Required action:
All of the entries should be restated word for word, but without their pictures.

Information supplied:
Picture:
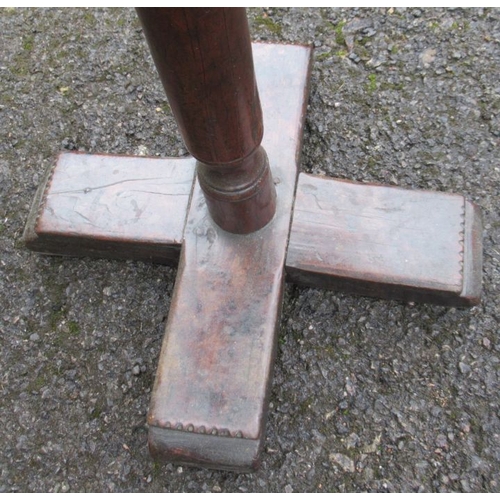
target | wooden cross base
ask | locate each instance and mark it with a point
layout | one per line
(211, 393)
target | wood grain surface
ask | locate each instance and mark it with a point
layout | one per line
(385, 242)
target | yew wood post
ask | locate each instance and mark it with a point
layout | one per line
(204, 58)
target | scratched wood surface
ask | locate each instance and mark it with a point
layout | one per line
(215, 366)
(112, 207)
(385, 242)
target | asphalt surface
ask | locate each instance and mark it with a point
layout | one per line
(368, 395)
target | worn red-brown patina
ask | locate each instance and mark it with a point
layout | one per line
(231, 232)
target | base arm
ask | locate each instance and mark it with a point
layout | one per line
(213, 452)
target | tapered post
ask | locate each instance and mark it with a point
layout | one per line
(204, 58)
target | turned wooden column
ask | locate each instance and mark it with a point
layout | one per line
(204, 58)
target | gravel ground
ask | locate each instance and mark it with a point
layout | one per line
(368, 395)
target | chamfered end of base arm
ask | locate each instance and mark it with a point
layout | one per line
(204, 450)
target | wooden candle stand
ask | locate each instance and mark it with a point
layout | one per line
(235, 216)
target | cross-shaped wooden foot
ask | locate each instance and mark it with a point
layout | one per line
(237, 226)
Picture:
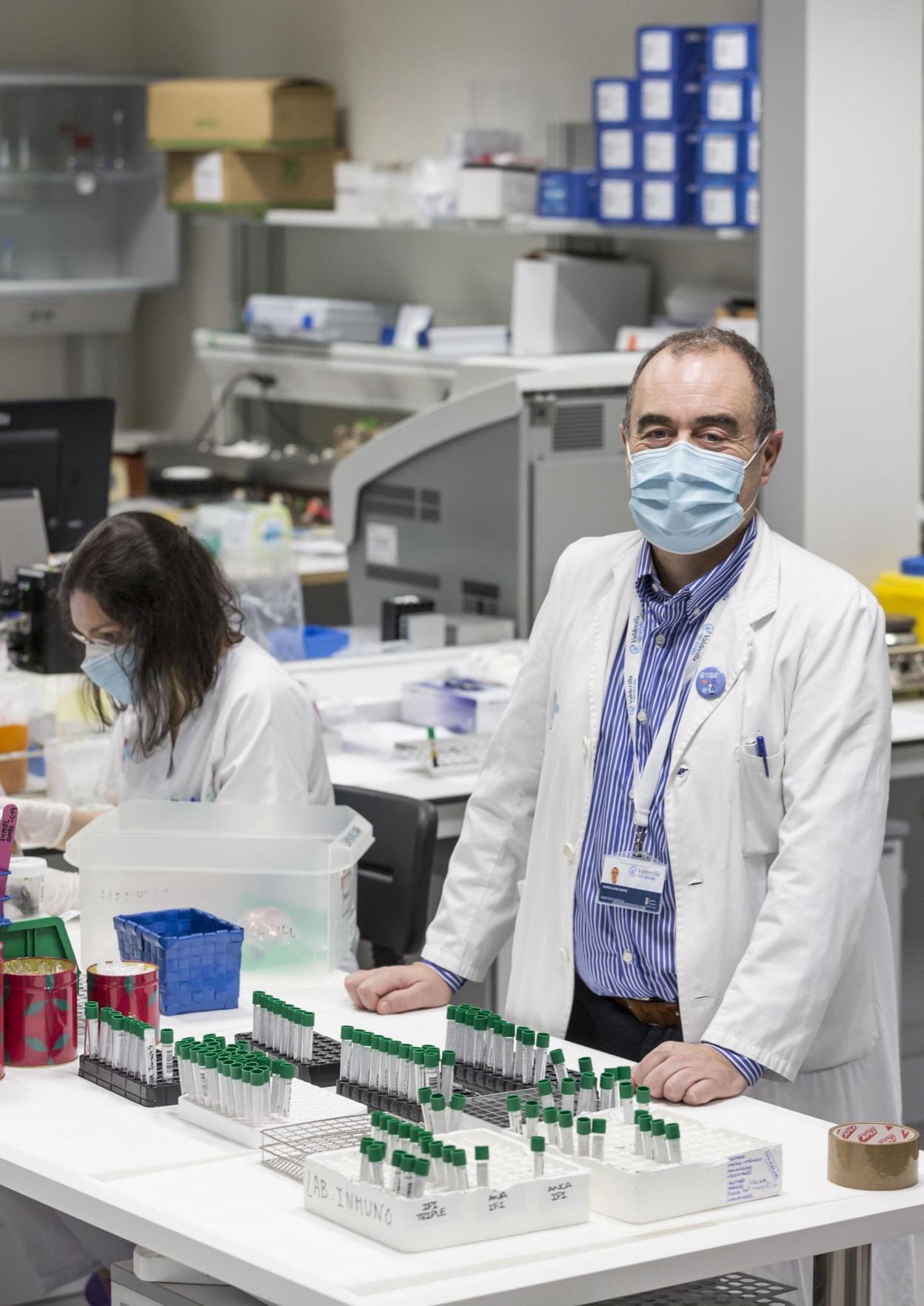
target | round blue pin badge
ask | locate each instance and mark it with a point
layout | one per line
(710, 682)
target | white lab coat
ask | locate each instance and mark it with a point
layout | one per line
(782, 940)
(258, 740)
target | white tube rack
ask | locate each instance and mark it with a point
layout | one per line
(512, 1203)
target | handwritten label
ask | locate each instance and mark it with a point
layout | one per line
(749, 1176)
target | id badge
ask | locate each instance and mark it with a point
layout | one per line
(633, 880)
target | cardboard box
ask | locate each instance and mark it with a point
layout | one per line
(251, 182)
(246, 114)
(573, 304)
(679, 51)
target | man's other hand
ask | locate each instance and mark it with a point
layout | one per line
(391, 989)
(689, 1073)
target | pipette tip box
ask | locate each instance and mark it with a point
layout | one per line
(323, 1070)
(162, 1094)
(512, 1203)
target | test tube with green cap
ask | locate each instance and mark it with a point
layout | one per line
(507, 1058)
(587, 1095)
(459, 1168)
(566, 1133)
(583, 1126)
(421, 1173)
(456, 1108)
(424, 1099)
(529, 1054)
(545, 1096)
(447, 1071)
(557, 1058)
(674, 1152)
(551, 1125)
(541, 1054)
(432, 1071)
(599, 1136)
(345, 1044)
(538, 1148)
(439, 1116)
(365, 1143)
(437, 1160)
(167, 1054)
(570, 1095)
(92, 1029)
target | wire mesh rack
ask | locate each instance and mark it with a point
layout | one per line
(285, 1147)
(736, 1289)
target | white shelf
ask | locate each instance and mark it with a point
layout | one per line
(517, 225)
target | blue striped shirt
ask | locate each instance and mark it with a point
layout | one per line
(623, 952)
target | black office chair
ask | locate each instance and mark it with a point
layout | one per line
(395, 874)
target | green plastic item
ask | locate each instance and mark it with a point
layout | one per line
(44, 938)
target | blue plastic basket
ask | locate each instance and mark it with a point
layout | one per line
(198, 957)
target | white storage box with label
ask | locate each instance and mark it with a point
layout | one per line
(573, 304)
(486, 191)
(667, 99)
(618, 149)
(616, 99)
(732, 47)
(287, 875)
(719, 1168)
(679, 51)
(732, 99)
(512, 1202)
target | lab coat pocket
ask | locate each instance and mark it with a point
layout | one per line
(761, 794)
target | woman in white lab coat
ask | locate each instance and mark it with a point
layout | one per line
(200, 714)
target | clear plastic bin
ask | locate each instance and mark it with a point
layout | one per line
(287, 875)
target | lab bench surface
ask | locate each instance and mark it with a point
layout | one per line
(192, 1195)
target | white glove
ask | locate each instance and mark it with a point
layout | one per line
(42, 824)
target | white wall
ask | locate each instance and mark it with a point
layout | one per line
(403, 71)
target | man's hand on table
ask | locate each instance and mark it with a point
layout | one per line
(689, 1073)
(391, 989)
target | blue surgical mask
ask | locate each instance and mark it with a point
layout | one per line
(685, 499)
(113, 672)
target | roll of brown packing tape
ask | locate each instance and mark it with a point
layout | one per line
(874, 1156)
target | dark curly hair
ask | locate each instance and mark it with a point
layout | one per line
(175, 606)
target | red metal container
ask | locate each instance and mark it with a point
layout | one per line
(1, 1065)
(39, 1011)
(133, 993)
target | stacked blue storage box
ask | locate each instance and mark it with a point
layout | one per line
(729, 143)
(647, 131)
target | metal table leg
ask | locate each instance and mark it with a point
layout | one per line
(842, 1278)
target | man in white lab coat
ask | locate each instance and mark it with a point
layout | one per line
(705, 709)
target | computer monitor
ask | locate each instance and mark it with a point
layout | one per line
(63, 449)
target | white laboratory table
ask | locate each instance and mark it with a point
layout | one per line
(184, 1193)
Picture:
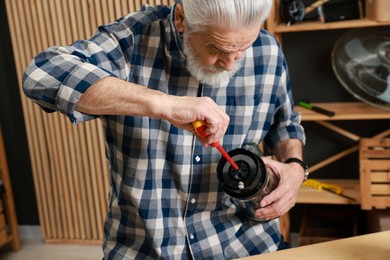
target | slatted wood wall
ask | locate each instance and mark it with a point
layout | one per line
(69, 165)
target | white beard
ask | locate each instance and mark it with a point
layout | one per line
(212, 75)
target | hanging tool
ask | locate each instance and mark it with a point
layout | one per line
(335, 189)
(200, 127)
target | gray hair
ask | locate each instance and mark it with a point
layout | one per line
(231, 14)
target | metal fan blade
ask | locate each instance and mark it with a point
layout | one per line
(355, 51)
(385, 96)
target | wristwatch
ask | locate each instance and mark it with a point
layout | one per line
(302, 164)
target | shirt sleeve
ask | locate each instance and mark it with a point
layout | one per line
(57, 77)
(286, 121)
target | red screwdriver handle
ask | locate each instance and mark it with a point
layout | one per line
(200, 128)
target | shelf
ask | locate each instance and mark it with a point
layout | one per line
(344, 111)
(351, 188)
(316, 25)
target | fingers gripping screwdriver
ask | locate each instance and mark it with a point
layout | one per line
(200, 127)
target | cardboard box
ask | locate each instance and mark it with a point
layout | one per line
(378, 10)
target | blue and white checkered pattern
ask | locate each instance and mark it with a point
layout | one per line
(165, 200)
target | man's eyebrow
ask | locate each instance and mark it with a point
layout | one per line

Response area:
Picture:
target | wooden cross base
ask | locate each instance and mark it with a point
layout | one per line
(211, 393)
target | wood grain surface
ask | locate each instance and mark it with a point
layout | one per line
(385, 242)
target | yew wood post
ask | locate each instance and mark it with a point
layout | one per line
(204, 58)
target | scratched wood surface
ask | locate each instance and mark it with a point
layout | one per line
(215, 366)
(112, 207)
(385, 242)
target | asphalt surface
ask | locate each instance and mark it with a point
layout | one per line
(368, 395)
target | worn red-brown patina
ask | locate each instance and mark it with a point
layout | one per line
(231, 232)
target | base arm
ask | locate each instance and mark it with a point
layout | one per line
(213, 452)
target | tapered post
ask | locate each instance and mark it with a point
layout | one per line
(204, 58)
target | turned wooden column
ask | locate each instance and mark it with a point
layout | one per line
(204, 58)
target | gravel ground
ask | locate each instance and mark it with a point
layout | one per line
(368, 395)
target | chamfered end of base arm
ask | locate each instance and mark it with a point
layout | one per line
(204, 450)
target | wooden candle stand
ask | locate each instance and mark it with a point
layout | one per line
(235, 216)
target | cross-shaped wooden foot
ask | locate each instance and mark it with a point
layout | one per line
(237, 226)
Picture:
target | round blue pin badge
ask | locate each instance and mark it with a point
layout | one per line
(710, 682)
target | white lab coat
ask | locate each instance and mark it with a point
layout | one per line
(782, 940)
(258, 740)
target | white tube rack
ask | locate each instance and mark it with a point
layout | one per line
(512, 1203)
target | handwritten label
ask | locate each instance and mark it with a point
layout | one per line
(749, 1176)
target | id badge
ask | locate each instance and mark it with a point
layout | one per line
(633, 880)
target | cardboard box
ask | locate each instance and mark it with a point
layout | one per line
(251, 182)
(246, 114)
(573, 304)
(679, 51)
target | man's other hand
ask | locate each instance and mark it with a point
layout | one per line
(391, 989)
(689, 1073)
target | pipette tip box
ask | locate each instance and mark it with a point
layout | one per line
(323, 1070)
(162, 1094)
(512, 1203)
target | test tube with green cap
ask | locate each instance and mark it with a point
layout | one per line
(507, 1058)
(587, 1095)
(459, 1168)
(566, 1133)
(583, 1126)
(421, 1173)
(456, 1108)
(424, 1099)
(529, 1054)
(545, 1096)
(447, 1071)
(557, 1058)
(674, 1152)
(551, 1125)
(541, 1054)
(432, 1071)
(599, 1136)
(345, 1044)
(538, 1148)
(439, 1116)
(365, 1143)
(437, 1160)
(167, 1054)
(570, 1095)
(92, 1029)
target | wire mesh rack
ask | locate each instance and mark it with a point
layout | one per line
(285, 1147)
(736, 1289)
target | white shelf
ask | locate each instance and mark it with a point
layout | one per line
(517, 225)
target | blue striped shirt
ask | locate each instance and mark it with a point
layout | one per line
(623, 952)
target | black office chair
ask | locate each instance and mark it with a point
layout | one per line
(395, 874)
target | green plastic item
ask | locate each instance and mark it with a point
layout | one per line
(44, 938)
target | blue plastic basket
ask | locate each instance and mark it with a point
layout | one per line
(198, 957)
target | white storage box with label
ask | locate each instance and mark it with a point
layout | one per line
(573, 304)
(486, 191)
(667, 99)
(618, 149)
(616, 99)
(732, 47)
(287, 875)
(719, 1168)
(679, 51)
(732, 99)
(512, 1202)
target | lab coat pocket
ask | locate each instance and mark it with a point
layout | one per line
(761, 794)
target | woman in white lab coat
ask | locate each instance and mark it with a point
layout | one per line
(200, 714)
target | clear plastic bin
ask | locate each instance and mark it with a point
layout | one per line
(287, 875)
target | lab bench surface
ask | locate each instance and mark it with a point
layout | one per line
(192, 1195)
target | white glove
ask | locate each instance and mark it with a point
layout | one per line
(42, 824)
target | white wall
ask | locate each instance and mark it with a point
layout | one per line
(403, 71)
target | man's hand on table
ask | locate each instance and mark it with a point
layout | one per line
(689, 1073)
(391, 989)
target | blue surgical mask
ask | locate each instance and mark it with a point
layout | one per line
(685, 499)
(113, 672)
target | roll of brown packing tape
ask | locate each instance and mark it with a point
layout | one per line
(874, 1156)
target | dark curly hair
ask | locate each instance and mark it with a point
layout | one per line
(175, 606)
target | red metal container
ask | locate each instance and mark it with a point
layout | one per line
(1, 1065)
(39, 1011)
(133, 993)
target | stacked blue storage box
ask | locate each instance and mark it with a point
layout | one per line
(729, 143)
(647, 131)
target | metal table leg
ask | locate each instance and mark it with a point
layout | one per line
(842, 1278)
target | man in white lab coat
ask | locate each instance and mark it with a point
layout | one per line
(705, 709)
target | computer monitor
ask | locate each instance and mark it with a point
layout | one per line
(63, 449)
target | white laboratory table
ask | locate each instance and mark it with a point
layout | one per line
(184, 1193)
Picture:
target | slatted wood wall
ask | locate each instance and mark it with a point
layout | one per line
(69, 165)
target | white beard
ask | locate each instance and mark it with a point
layout | one per line
(212, 75)
target | hanging tool
ask | locate each instance and mark it with a point
layout | one per line
(335, 189)
(200, 127)
target | gray hair
ask | locate each instance and mark it with a point
layout | one per line
(231, 14)
target | metal fan blade
ask | locate each instance and mark it with a point
layout | one per line
(355, 51)
(385, 96)
target | wristwatch
ask | locate each instance and mark it with a point
layout | one per line
(302, 164)
target | shirt sleeve
ask | locate each instance and mark it with a point
layout | one per line
(57, 77)
(286, 121)
target | red screwdriver handle
ask | locate each instance and mark it with a point
layout | one per line
(200, 128)
target | shelf
ask | locate each instance and mark it with a point
layout | one per line
(344, 111)
(351, 188)
(316, 25)
target | fingers gripping screwdriver
ask | locate each instance and mark it with a point
layout | one per line
(200, 127)
target | cardboard box
ask | locate each instance and mark it with a point
layout | one per line
(378, 10)
target | blue and white checkered pattern
ask | locate each instance and mark it with a point
layout | one per line
(165, 200)
target | man's eyebrow
ask | locate each instance and mark it with a point
layout | one per line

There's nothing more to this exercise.